BEGIN Records supplied

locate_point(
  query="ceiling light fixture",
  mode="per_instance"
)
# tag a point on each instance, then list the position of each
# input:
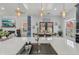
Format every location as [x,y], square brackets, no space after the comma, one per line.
[25,5]
[2,8]
[55,9]
[64,13]
[18,11]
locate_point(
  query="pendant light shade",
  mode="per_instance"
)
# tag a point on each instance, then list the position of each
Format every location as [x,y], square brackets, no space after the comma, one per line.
[18,12]
[63,14]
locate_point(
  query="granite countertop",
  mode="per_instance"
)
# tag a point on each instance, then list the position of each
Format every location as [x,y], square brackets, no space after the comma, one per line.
[61,45]
[11,46]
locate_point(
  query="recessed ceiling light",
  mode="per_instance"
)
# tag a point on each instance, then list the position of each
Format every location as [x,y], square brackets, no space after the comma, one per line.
[2,8]
[55,9]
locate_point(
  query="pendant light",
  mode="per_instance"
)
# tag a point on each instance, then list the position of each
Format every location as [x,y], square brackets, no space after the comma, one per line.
[42,10]
[64,13]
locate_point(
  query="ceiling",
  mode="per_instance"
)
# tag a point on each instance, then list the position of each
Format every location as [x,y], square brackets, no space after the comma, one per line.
[35,8]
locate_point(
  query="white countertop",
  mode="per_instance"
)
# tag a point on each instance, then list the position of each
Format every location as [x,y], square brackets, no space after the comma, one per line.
[61,45]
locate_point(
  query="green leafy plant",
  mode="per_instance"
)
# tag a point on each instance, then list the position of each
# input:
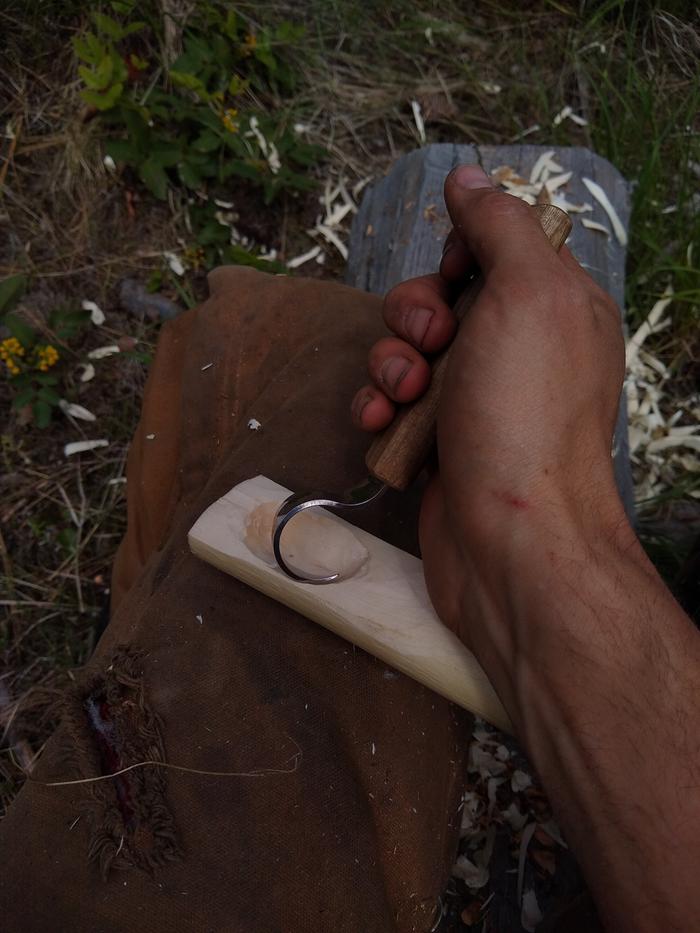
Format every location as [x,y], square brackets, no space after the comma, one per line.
[32,366]
[200,121]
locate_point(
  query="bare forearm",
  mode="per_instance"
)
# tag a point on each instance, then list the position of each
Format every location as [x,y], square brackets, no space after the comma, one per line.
[607,686]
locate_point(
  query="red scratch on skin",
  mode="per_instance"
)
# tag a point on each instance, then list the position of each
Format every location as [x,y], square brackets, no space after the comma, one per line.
[514,502]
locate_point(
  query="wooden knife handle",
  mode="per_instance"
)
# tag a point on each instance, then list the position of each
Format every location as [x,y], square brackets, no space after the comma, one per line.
[398,454]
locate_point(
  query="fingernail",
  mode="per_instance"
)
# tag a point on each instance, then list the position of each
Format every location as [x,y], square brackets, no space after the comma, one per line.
[417,323]
[471,176]
[360,404]
[393,371]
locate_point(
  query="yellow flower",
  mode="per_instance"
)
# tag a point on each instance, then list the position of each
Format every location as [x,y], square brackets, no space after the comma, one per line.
[228,118]
[10,351]
[46,357]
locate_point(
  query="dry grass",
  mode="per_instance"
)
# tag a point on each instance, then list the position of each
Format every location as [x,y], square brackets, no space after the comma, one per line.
[77,231]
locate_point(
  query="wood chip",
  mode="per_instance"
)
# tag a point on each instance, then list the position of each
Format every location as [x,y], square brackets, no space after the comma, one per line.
[594,225]
[79,447]
[303,258]
[602,198]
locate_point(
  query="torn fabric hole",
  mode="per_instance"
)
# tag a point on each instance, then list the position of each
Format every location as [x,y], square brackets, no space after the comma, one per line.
[110,726]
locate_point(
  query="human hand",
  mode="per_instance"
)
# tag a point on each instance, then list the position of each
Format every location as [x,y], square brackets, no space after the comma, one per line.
[526,417]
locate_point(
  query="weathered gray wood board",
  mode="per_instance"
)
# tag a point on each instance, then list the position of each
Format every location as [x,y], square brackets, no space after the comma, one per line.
[401,225]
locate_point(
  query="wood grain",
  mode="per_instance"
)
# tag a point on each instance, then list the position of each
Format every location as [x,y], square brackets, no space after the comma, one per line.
[398,454]
[400,228]
[385,609]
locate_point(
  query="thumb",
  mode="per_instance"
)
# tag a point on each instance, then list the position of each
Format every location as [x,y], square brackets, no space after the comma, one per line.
[497,229]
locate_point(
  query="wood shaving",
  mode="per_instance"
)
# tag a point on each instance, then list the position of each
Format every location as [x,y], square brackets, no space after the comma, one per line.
[594,225]
[174,264]
[418,120]
[659,441]
[97,315]
[304,257]
[602,198]
[540,165]
[79,447]
[101,352]
[567,113]
[76,411]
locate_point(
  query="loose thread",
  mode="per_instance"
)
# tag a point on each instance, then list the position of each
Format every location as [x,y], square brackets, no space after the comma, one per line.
[260,772]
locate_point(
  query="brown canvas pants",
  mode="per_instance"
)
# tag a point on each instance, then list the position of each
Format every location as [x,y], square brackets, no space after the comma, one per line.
[343,815]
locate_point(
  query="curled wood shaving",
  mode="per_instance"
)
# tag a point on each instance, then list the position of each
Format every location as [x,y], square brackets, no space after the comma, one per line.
[97,315]
[75,411]
[79,447]
[594,225]
[602,198]
[304,258]
[418,120]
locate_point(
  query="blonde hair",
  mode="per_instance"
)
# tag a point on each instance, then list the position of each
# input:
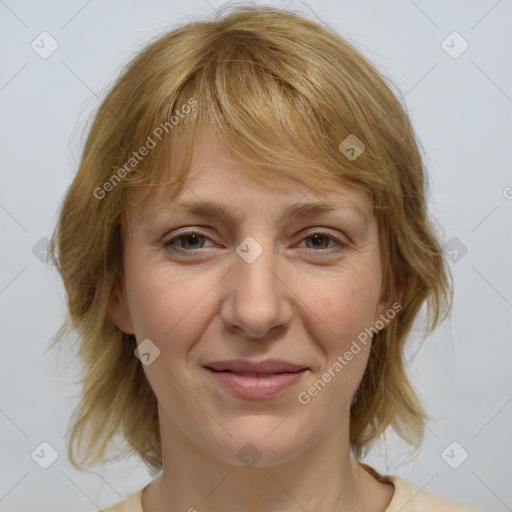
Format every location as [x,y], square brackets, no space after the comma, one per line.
[283,92]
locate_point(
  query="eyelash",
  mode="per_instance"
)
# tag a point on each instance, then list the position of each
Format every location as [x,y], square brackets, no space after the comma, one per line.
[169,243]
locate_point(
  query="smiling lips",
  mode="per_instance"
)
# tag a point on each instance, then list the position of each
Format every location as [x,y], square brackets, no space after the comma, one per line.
[251,380]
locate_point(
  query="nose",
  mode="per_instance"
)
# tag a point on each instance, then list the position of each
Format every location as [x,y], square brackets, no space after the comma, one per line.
[257,303]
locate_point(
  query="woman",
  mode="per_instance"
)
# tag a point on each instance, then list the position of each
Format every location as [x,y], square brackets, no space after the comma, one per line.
[245,249]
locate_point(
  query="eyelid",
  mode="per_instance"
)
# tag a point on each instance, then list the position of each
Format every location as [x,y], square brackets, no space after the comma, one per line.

END Records supplied

● What the task asks: Restate the whole listing above exactly, except for its images.

● Answer for this exercise:
locate_point(
  query="ceiling light fixture",
  mode="per_instance"
)
# tag a point on each instance, then list the position of each
# input:
Format every location as [x,y], square brackets, no space after the comma, one per line.
[25,5]
[2,8]
[55,9]
[64,13]
[18,11]
locate_point(
  query="pendant light shade",
  mode="per_instance"
)
# tag a point on each instance, then list the position of each
Format every location as [x,y], square brackets, no space after the comma, one per line.
[18,12]
[63,14]
locate_point(
  query="granite countertop",
  mode="per_instance"
)
# tag a point on each instance, then list the position of each
Format every location as [x,y], square brackets, no space after the comma, one per line.
[61,45]
[11,46]
locate_point(
  query="recessed ceiling light",
  mode="per_instance"
)
# tag a point on each instance, then list the position of each
Format every location as [x,y], square brackets, no space after the comma, one per line.
[2,8]
[55,9]
locate_point(
  query="pendant light",
  mode="per_instance"
)
# tag a point on each instance, then list the position of each
Format every location as [x,y], square brackets, no space after the comma, one per line.
[42,10]
[64,13]
locate_point(
  query="ceiling",
  mode="per_instance"
)
# tag a point on each instance, then list the position of each
Format every location as [x,y], square brackets, no space after the comma, one per line.
[35,8]
locate_point(
  query="white countertop",
  mode="per_instance"
)
# tag a point on each instance, then list the position of each
Format every location as [x,y], square brackets, no space after the comma, one per line.
[61,45]
locate_point(
  query="green leafy plant",
  mode="per_instance"
)
# tag a point on each instance, then list the position of each
# input:
Format every location as [x,y], square brackets, no space after the comma, one per line.
[32,366]
[200,121]
locate_point(
  query="bare forearm",
  mode="per_instance"
)
# tag a point on each instance, then list the position of each
Format every location as [x,y], square brackets, no space after the comma, one per line.
[607,686]
locate_point(
  query="red scratch on skin",
  mode="per_instance"
)
# tag a point on each instance, then list the position of each
Format every location as [x,y], square brackets, no space after the comma, one per line.
[514,502]
locate_point(
  query="wooden knife handle",
  mode="per_instance"
)
# tag a point on each instance, then list the position of each
Format every location as [x,y], square brackets, no space after the comma, one per line.
[398,454]
locate_point(
  query="fingernail",
  mode="per_instance"
)
# tag a point on each instance, then list the position of each
Format every location as [x,y], square brackets, no space after the comma, one per line.
[417,323]
[471,176]
[360,404]
[393,371]
locate_point(
  query="yellow flower",
  mode="per_instance"
)
# tag a point on each instance, then list the position of each
Format every location as [x,y], square brackets, no space after the comma, one per line.
[228,118]
[10,351]
[46,357]
locate_point(
  query="dry grass",
  mode="per_instance"
)
# tag a point on each instance, then list the position of each
Format every location as [x,y], square brackets, no space after the comma, one per line.
[77,231]
locate_point(
  query="wood chip",
  mode="per_instance"
)
# tag a point on each instance, then list the position of each
Format every location as [x,y], square brackets, no space after the comma, one per line.
[594,225]
[79,447]
[303,258]
[602,198]
locate_point(
  query="torn fabric hole",
  mode="per_instance"
)
# tag a point on each instance, then list the position of each
Format every location as [x,y], square brackets, no space after the comma, one per line.
[110,726]
locate_point(
  query="human hand",
  mode="per_instance"
)
# tag a point on each instance, then list the position of each
Format every location as [x,y], square brackets, no space after the comma, one per line.
[526,417]
locate_point(
  query="weathered gray wood board",
  mode="per_instance"
)
# tag a point on each instance, then list the position of each
Format every location as [x,y], square brackets, no space after the comma, one per line.
[401,225]
locate_point(
  query="wood grain",
  mode="per_instance"
)
# tag a point on each instance, then list the position of each
Format every location as [x,y], square brackets, no space after the comma, one per line.
[398,454]
[400,228]
[385,609]
locate_point(
  query="thumb",
  mode="per_instance"
)
# tag a point on each instance, then list the position of each
Format every location as [x,y], square brackets, no space after the comma, one per line.
[497,229]
locate_point(
  query="wood shaving",
  mode="per_instance"
)
# tag a point on each instance, then list the position of each
Format every location as [x,y], square brackets, no space after the comma, one per line.
[594,225]
[174,264]
[418,120]
[659,441]
[97,315]
[304,257]
[602,198]
[540,165]
[79,447]
[101,352]
[567,113]
[76,411]
locate_point(
  query="loose thread",
  mode="per_instance"
)
# tag a point on each instance, then list the position of each
Format every location as [x,y], square brackets, no space after the comma, one per line.
[260,772]
locate_point(
  query="brown canvas pants",
  mode="per_instance"
)
# tag a point on each instance, then list the position of each
Format every location as [x,y], square brackets, no space after the comma, one per line.
[343,815]
locate_point(
  query="curled wood shaving",
  mode="per_instance"
)
# tag a point on each instance, then list the position of each
Format every location as [x,y], square brackets, no space after the comma, one per line.
[97,315]
[75,411]
[79,447]
[594,225]
[602,198]
[304,258]
[418,120]
locate_point(
  query="blonde hair",
  mode="per_instance"
)
# tag a point on each instance, then list the position of each
# input:
Format every location as [x,y], square brackets, no space after the comma, one per line.
[283,92]
locate_point(
  query="eyelash",
  mode="per_instance"
)
# tag a point on each instance, then list the position of each
Format every location as [x,y], square brackets, no space after the comma, one per line.
[169,243]
locate_point(
  query="smiling lips",
  mode="per_instance"
)
# tag a point on each instance, then list the position of each
Format every location as [x,y], square brackets, no space after the comma, one per line.
[251,380]
locate_point(
  query="nose",
  mode="per_instance"
)
# tag a point on each instance, then list the position of each
Format every location as [x,y], square brackets, no space after the comma, one per line.
[257,303]
locate_point(
  query="woman",
  mode="per_instance"
)
# tag a point on each instance, then list the position of each
Format every location as [x,y], square brackets, no space after the comma, one per line.
[245,249]
locate_point(
  query="eyelid",
  mode="per_instance"
)
# tag a point on each instance, then list the position of each
Format every location as [x,y], square brackets, no space after the comma, one per line.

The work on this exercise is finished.